** BRIEF **
Please reproduce the entries below exactly, omitting any images they contain.

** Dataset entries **
====
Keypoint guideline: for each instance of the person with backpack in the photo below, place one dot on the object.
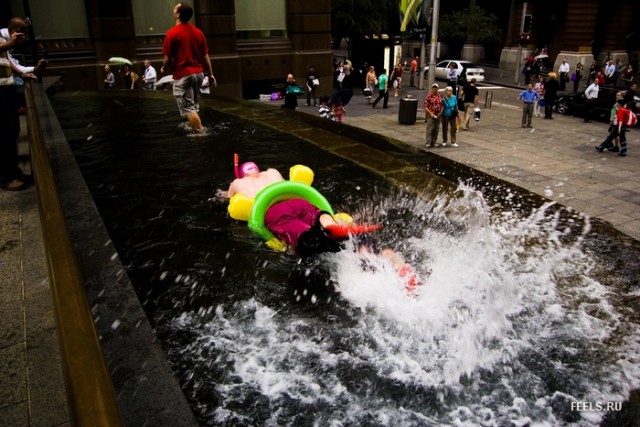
(624, 118)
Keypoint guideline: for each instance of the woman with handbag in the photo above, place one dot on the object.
(372, 81)
(449, 116)
(291, 92)
(313, 82)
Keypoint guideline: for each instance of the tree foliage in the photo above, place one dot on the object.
(470, 25)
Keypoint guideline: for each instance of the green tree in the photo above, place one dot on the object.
(469, 26)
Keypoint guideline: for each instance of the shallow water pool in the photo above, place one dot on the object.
(520, 315)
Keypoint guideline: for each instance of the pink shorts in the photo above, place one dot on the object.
(288, 219)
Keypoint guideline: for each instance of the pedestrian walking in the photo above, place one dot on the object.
(528, 97)
(433, 109)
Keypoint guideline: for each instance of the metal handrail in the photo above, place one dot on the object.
(91, 396)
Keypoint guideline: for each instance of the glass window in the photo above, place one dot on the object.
(153, 17)
(261, 18)
(55, 19)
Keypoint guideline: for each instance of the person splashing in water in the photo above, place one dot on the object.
(305, 228)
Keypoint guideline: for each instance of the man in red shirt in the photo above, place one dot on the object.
(186, 55)
(619, 128)
(432, 109)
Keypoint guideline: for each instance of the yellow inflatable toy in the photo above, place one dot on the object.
(244, 208)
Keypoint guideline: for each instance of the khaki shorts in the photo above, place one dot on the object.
(186, 91)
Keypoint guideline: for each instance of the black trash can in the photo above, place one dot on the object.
(408, 110)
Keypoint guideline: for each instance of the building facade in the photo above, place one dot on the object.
(253, 44)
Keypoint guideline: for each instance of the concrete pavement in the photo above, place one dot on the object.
(32, 391)
(555, 158)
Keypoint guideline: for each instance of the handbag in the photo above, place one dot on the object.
(6, 75)
(295, 90)
(454, 111)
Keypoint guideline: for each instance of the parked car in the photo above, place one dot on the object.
(576, 104)
(473, 72)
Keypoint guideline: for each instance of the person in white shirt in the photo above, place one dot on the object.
(610, 71)
(591, 94)
(564, 73)
(18, 25)
(149, 77)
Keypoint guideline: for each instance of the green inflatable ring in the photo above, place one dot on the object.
(281, 191)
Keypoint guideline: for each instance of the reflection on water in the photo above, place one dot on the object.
(516, 319)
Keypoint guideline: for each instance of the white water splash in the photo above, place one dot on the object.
(508, 328)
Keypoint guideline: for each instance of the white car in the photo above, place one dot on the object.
(473, 72)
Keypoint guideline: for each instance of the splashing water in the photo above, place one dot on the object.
(508, 328)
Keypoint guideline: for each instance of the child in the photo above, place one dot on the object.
(324, 109)
(337, 110)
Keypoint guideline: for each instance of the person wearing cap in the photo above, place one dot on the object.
(563, 70)
(433, 109)
(528, 98)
====
** RESULT BELOW **
Keypoint guideline: for each instance of the person with backpack in the photo below, place one dot on the object.
(624, 118)
Keypoint guideline: for each instance of the woman with handbag in the photo above, place one dot on the object.
(372, 81)
(449, 116)
(291, 92)
(313, 82)
Keypoint guideline: for each instance of the tree foliage in the photo above, place one dot on the object.
(470, 25)
Keypoint guideline: for each instance of the green tree in the photo above, place one dot on the object.
(469, 26)
Keypoint guideline: for each instance of the shallow water pool in the photo above, place one dot on the object.
(520, 315)
Keypoint guideline: for each instance of the pink shorts in the photo above, place one dot on the object.
(288, 219)
Keypoint guideline: for each instance of the pedestrian walking in the photo above, place one dot on the object.
(528, 97)
(433, 109)
Keypoint guideline: for each instance of the metal handrail in the photo above, place one dot on the object.
(91, 396)
Keypoint guideline: for each instance of the glass window in the photo above, place one dot on the object.
(153, 17)
(261, 18)
(55, 19)
Keypoint guideline: for each instance of the person splashing in water in the photo above, place one dot on the object.
(305, 228)
Keypoint guideline: for each instance of the man in red shirt in the photo above, place one dot on the object.
(186, 55)
(619, 128)
(432, 109)
Keypoint guideline: for each instance of the yellow inflatable toy in the photo above, place one dot on the object.
(244, 208)
Keypoint guideline: for each instance of the khaki shorts in the photo above, place one dot on the object.
(186, 91)
Keypoint guideline: for each instance of the black trash can in the photo above, place one dot on the object.
(408, 110)
Keypoint guideline: for each instance of the building facade in the photo above, place one dot on the object.
(253, 44)
Keypoint guideline: for each instance of the concrete pavement in the photo above, place one dot on the object.
(32, 391)
(555, 158)
Keypoint guideline: for each instance of the handbag in the photo above, place one dot on the object.
(6, 75)
(295, 90)
(454, 111)
Keypoint guideline: for each instance of the parked car in the photo above, place one dot on the object.
(576, 104)
(473, 72)
Keypoint guideline: for each instance of the person in white shirt in the photo above, place one dot on the object.
(610, 71)
(591, 94)
(564, 73)
(18, 25)
(149, 77)
Keypoint guideline: for each instance of the green inflatable ring in the photo above, place one dot on the object.
(281, 191)
Keypoint guideline: for each instance of the reflection on water in the photo above, place one dot on the object.
(516, 319)
Keypoint guideline: for each instance of the white water splash in the photo above, place one dot on the object.
(508, 328)
Keypoint guideline: for each instance of the white car in the photo above, place one dot on the object.
(473, 72)
Keypoint guideline: for each instance of the splashing water in the photo above, place one dot on the object.
(508, 328)
Keypoint guideline: for each instance of the child in the photo above, place one dot on the object.
(324, 109)
(337, 110)
Keypoint guideline: for each instance of the person wearing cap in the photo above, place one dot on the object.
(563, 70)
(433, 109)
(528, 98)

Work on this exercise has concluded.